Willame va par la campaigne;
Des Normanz meine grant compaigne,
Li dui Viscuntes vait quérant,
E li perjures demandant.
Cil li mostrent, ki les cognurent,
De l'altre part ù lor gent furent.
Mult voïssiez par li campaignes
Mouver conreis è chevetaignes;
N'i a riche home ne Baron,
Ki n'ait lez li son gonfanon,
U gonfanon u altre enseigne
U sa mesnie se restreigne,
Congnossainces u entre-sainz, 
De plusors guises escuz painz.
Mult voïssiez ces champs frémir,
Poindre chevals è porsaillir,
Haintes lever, lances brandir,
Escuz è helmes reluisir.
Si come poignent criant vunt
I tels enseignes com il unt:
Cil de France crient:
Montjoie,
Ceo lor est bel ke l'en les oie;
Williame crie:
Dex aïe;
C'est l'enseigne de Normandie.


Questa è la traduzione in italiano, fatta dal sottoscritto (spero che non sia troppo grossolana):

Ma i suoi uomini lo hanno pregato
E per il bene lo han consigliato
Che il suo legittimo Signore non combatta
Che chi lo faccia, allora non manchi;
Guglielmo è il suo Signore naturale.
E i suoi uomini non può contraddire; 
Pensò che lui gli fece omaggio,
Davanti a suo padre e al suo baronaggio; 
Non ha diritto al feudo né all'onore
Chi combatte contro il suo Signore. 
A ciò, disse Rodolfo, noi teniamo;
Voi dite bene, qui lo faremo.
Della gente quindi era nemico,
Punse il cavallo, gridando:
Thor aiuti!
Qui tutti gli uomini fece fermare
Al Duca Guglielmo andò a parlare.

Per il campo venne speronando,
Il suo Signore ferito dal suo guanto,

Poi lui a tutti ridendo dice:
Di ciò che giurai ho soddisfazione;
Io giurai che vi avrei colpito col ferro

Giusto qui come vi avessi trovato
Per soddisfare il mio giuramento,
Ché non voglio spergiurare,

Vi ho ferito; voi non potete mica;
Non faccio fellonia contro un altro,
E il Duca disse: Vostra mercé,
Intanto Rodolfo se n'era andato.
Guglielmo va per la campagna;
Dei Normanni guida una grande compagnia,
I due Visconti va cercando, 
E chiedendo degli spergiuri.
Quelli gli mostrano, chi li conobbe 
Dall'altra parte, dove fu la loro gente
Molti voleste per le campagne
Muovere provvigioni e capitani;
Non c'è ricco uomo né Barone
Che non abbia lungo il suo gonfalone,
O gonfalone o altra insegna,
Dove la sua armata si raduna;
Conoscenze o segnali d'identificazione,
Di molti tipi di scudi pagani.
Molti voleste far tremare questi campi,
Pungere cavalli e farli caracollare,
Alzare picche, brandire lance,
Scudi ed elmi far splendere.
--
■ Obiettivo ■
1. Nel brano, che cosa gridano quelli di Francia?
2. Quale grido è l'insegna di Normandia?
3. Chi va cercando Guglielmo nella campagna?

■ Materiale fornito ■
--
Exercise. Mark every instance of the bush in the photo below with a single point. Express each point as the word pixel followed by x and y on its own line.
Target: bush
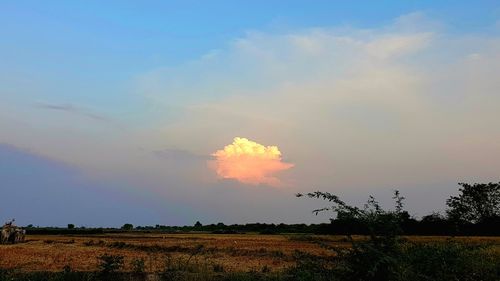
--
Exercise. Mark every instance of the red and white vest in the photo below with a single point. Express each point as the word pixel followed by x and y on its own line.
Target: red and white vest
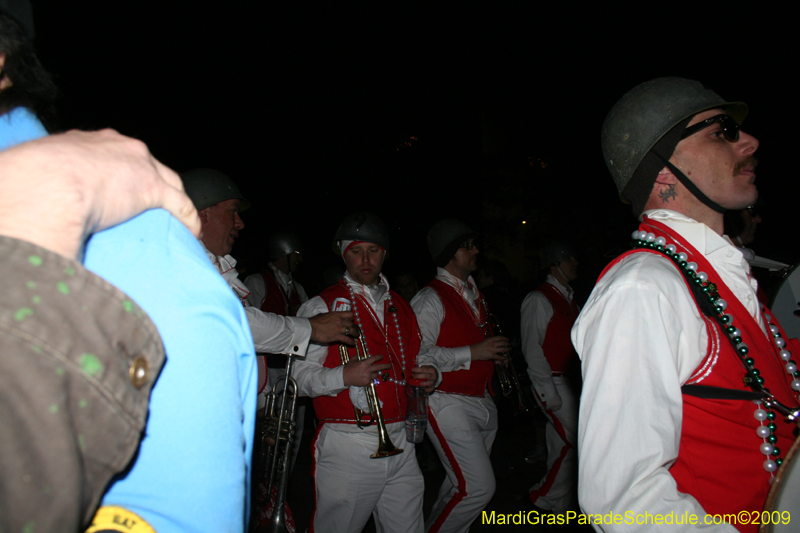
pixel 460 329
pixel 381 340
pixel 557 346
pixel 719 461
--
■ Risposta ■
1. Montjoie.
2. Dex aïe.
3. I due Visconti.